= EXERCISE AIM =
Starting with the line that contains "Detection request: blue sky" and going on through the last of the lines below, reproduce every line word for word.

= ITEMS =
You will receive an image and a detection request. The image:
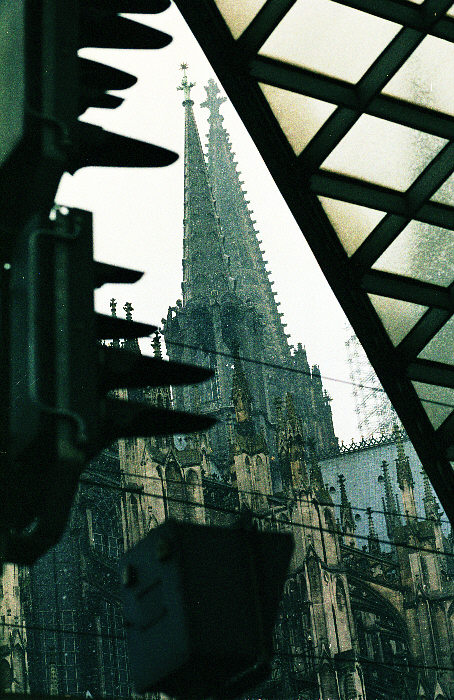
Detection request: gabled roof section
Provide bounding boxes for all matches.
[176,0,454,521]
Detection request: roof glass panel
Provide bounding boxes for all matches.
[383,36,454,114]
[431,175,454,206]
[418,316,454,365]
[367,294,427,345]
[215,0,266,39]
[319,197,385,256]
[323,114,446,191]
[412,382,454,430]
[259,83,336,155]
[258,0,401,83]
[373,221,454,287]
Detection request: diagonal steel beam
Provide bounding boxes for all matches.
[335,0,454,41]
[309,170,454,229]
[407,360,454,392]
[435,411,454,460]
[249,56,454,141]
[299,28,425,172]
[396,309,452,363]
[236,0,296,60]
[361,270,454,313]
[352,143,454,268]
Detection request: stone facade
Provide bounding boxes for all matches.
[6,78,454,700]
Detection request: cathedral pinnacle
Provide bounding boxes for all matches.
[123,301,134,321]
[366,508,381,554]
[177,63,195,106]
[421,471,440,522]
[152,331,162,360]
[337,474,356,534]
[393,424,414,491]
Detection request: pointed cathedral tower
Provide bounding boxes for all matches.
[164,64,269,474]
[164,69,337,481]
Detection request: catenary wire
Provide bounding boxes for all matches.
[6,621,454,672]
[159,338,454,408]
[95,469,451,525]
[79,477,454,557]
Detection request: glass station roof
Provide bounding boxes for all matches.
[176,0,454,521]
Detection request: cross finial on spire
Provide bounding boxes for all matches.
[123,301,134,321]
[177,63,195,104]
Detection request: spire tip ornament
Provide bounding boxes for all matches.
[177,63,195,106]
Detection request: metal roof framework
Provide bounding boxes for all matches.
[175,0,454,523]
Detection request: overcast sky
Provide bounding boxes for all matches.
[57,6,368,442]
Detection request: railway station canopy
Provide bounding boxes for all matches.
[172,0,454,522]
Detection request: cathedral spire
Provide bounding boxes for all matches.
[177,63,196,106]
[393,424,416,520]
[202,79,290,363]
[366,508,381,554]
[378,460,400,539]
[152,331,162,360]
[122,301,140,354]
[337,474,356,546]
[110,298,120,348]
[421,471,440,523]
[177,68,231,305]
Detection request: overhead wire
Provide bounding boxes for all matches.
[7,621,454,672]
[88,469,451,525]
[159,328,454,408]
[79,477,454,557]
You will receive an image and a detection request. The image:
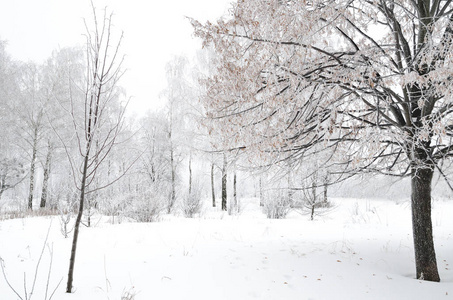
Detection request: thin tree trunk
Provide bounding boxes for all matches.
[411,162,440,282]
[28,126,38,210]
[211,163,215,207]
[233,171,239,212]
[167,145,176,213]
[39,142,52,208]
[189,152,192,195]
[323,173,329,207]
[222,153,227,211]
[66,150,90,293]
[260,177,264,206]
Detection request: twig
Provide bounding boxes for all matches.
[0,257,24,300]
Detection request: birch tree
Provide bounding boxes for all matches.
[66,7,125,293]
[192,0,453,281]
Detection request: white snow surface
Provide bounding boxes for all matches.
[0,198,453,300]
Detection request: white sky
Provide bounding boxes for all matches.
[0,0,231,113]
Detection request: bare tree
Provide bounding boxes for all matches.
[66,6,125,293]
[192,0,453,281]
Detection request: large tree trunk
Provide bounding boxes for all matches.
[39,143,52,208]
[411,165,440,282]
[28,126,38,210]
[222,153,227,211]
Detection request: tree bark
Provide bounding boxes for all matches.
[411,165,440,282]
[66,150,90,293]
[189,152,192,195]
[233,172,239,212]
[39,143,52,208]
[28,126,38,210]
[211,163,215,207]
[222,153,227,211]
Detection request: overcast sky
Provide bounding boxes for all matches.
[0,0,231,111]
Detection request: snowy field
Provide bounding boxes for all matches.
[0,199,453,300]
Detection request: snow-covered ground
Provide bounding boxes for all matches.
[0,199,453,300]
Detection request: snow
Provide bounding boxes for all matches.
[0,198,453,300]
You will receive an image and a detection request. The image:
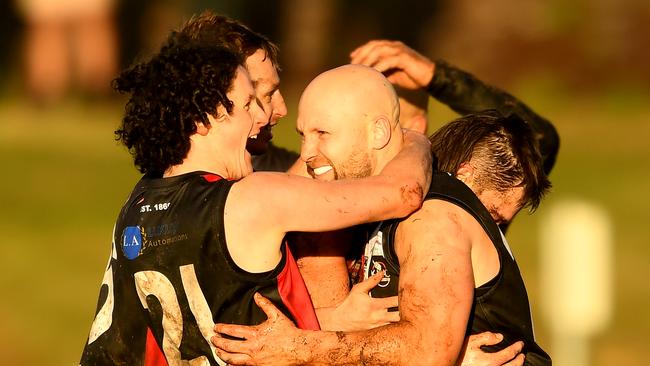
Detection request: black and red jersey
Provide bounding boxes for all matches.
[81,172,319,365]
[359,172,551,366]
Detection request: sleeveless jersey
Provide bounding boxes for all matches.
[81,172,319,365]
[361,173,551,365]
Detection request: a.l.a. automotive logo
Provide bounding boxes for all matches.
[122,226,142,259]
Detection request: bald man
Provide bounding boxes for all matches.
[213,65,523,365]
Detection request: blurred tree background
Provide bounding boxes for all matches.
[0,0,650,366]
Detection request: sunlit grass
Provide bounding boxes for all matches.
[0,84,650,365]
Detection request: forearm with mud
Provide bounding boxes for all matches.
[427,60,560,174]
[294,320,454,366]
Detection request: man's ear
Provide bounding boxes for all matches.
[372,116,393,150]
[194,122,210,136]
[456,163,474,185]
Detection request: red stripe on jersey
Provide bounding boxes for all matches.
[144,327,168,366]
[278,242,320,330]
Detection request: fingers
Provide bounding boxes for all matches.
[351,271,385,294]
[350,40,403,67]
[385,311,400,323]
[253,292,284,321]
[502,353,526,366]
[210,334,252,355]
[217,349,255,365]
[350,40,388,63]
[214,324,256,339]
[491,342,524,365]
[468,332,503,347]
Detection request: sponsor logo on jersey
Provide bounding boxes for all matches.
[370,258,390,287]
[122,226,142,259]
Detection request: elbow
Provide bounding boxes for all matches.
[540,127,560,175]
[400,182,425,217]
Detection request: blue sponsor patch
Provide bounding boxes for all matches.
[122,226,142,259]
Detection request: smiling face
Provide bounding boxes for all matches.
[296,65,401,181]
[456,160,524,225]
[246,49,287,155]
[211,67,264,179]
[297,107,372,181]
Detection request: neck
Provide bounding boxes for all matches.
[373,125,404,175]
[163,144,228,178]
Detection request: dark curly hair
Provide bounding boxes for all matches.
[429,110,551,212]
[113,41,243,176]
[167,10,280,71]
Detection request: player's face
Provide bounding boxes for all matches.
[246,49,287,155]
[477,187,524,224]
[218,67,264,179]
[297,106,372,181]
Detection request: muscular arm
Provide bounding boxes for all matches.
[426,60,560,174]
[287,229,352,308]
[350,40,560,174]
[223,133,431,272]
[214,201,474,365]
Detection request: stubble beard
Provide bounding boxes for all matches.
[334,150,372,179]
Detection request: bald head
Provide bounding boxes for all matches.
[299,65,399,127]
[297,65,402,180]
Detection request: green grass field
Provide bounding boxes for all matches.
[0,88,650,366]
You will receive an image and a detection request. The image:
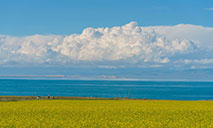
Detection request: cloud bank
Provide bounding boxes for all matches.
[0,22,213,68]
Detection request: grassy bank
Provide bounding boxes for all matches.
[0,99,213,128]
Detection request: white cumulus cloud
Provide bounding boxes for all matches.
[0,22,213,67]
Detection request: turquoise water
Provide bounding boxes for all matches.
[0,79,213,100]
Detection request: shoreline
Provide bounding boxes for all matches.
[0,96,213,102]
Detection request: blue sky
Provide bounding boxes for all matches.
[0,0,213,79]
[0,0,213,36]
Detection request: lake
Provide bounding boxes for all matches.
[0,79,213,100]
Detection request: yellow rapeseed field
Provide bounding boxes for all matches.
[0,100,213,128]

= IN RESPONSE =
Detection request: blue sky
Provide bounding boxes for all matches.
[0,0,213,79]
[0,0,213,36]
Detection request: lake
Provide bounding boxes for all matches.
[0,79,213,100]
Detection request: yellow rapeseed field
Provide bounding boxes for all matches.
[0,100,213,128]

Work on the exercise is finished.